◆ **Exercise goal**
Would you set down every entry shown below, precisely as written?

-- START --

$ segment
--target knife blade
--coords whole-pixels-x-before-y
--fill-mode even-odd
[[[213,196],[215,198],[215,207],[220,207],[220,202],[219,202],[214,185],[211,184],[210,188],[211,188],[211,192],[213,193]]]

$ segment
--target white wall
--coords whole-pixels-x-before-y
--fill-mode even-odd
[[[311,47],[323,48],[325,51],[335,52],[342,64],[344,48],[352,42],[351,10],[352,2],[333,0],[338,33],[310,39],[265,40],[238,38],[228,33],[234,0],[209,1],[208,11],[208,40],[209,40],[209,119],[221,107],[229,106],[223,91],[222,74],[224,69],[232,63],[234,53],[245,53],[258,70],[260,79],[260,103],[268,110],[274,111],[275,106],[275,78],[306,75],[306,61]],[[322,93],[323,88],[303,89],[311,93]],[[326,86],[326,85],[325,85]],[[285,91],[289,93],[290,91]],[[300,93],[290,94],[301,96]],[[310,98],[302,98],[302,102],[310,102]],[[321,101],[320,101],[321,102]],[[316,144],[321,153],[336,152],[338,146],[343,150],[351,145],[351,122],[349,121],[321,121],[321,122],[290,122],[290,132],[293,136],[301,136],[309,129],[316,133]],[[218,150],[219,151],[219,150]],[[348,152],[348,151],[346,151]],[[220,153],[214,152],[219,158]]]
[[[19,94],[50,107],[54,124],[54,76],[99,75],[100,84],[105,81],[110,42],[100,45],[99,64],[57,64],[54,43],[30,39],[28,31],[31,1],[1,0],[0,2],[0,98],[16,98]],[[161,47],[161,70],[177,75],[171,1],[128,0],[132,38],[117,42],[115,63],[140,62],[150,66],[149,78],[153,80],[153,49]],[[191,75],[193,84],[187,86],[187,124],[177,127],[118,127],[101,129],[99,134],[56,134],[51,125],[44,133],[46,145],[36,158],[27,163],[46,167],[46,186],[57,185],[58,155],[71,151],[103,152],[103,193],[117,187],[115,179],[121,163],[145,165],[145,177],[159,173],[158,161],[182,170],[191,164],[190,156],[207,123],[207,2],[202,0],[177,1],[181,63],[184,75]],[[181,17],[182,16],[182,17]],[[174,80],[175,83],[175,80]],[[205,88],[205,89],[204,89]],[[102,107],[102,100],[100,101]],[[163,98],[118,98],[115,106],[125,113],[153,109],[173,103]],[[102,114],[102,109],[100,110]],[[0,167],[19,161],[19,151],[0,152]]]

-- END --

◆ **Written solution**
$ segment
--target knife blade
--coords whole-pixels-x-before-y
--fill-mode even-odd
[[[213,196],[215,198],[215,207],[220,207],[220,202],[219,202],[214,185],[211,184],[210,188],[211,188],[211,192],[213,193]]]

$ segment
--target white wall
--coords whole-pixels-x-before-y
--fill-mode even-odd
[[[311,47],[323,48],[325,51],[335,52],[342,64],[344,48],[352,42],[351,10],[352,2],[333,0],[338,33],[310,39],[265,40],[238,38],[228,33],[234,0],[209,1],[208,11],[208,40],[209,40],[209,119],[221,107],[229,106],[223,91],[222,74],[224,69],[232,63],[234,53],[245,53],[258,70],[260,79],[260,103],[268,110],[274,111],[275,106],[275,78],[306,75],[306,61]],[[322,93],[323,88],[303,89],[311,93]],[[326,86],[326,85],[325,85]],[[285,91],[289,93],[290,91]],[[300,93],[290,94],[301,96]],[[310,98],[302,98],[302,102],[310,102]],[[321,101],[320,101],[321,102]],[[316,144],[321,153],[336,152],[338,146],[343,150],[351,145],[351,122],[349,121],[321,121],[321,122],[290,122],[290,132],[293,136],[301,136],[309,129],[316,133]],[[218,150],[219,151],[219,150]],[[348,152],[348,151],[346,151]],[[220,153],[214,152],[219,158]]]
[[[19,94],[50,107],[54,124],[54,76],[99,75],[100,84],[105,81],[110,42],[100,45],[99,64],[57,64],[54,43],[30,39],[28,31],[31,1],[1,0],[0,2],[0,98],[16,98]],[[161,47],[161,70],[177,75],[171,1],[128,0],[132,38],[117,42],[115,63],[140,62],[150,66],[149,78],[153,80],[153,49]],[[191,75],[193,84],[187,86],[187,124],[177,127],[118,127],[101,129],[99,134],[56,134],[51,125],[44,133],[46,145],[36,158],[27,163],[46,167],[46,186],[57,185],[58,155],[71,151],[103,152],[103,193],[117,187],[115,179],[121,163],[145,165],[145,177],[159,173],[158,161],[182,170],[191,164],[190,156],[207,123],[207,2],[202,0],[177,1],[181,63],[184,75]],[[181,17],[182,16],[182,17]],[[174,80],[175,83],[175,80]],[[205,88],[205,89],[204,89]],[[102,107],[102,100],[100,101]],[[163,98],[118,98],[115,106],[125,113],[153,109],[173,103]],[[102,114],[102,109],[100,110]],[[0,167],[19,161],[19,151],[0,152]]]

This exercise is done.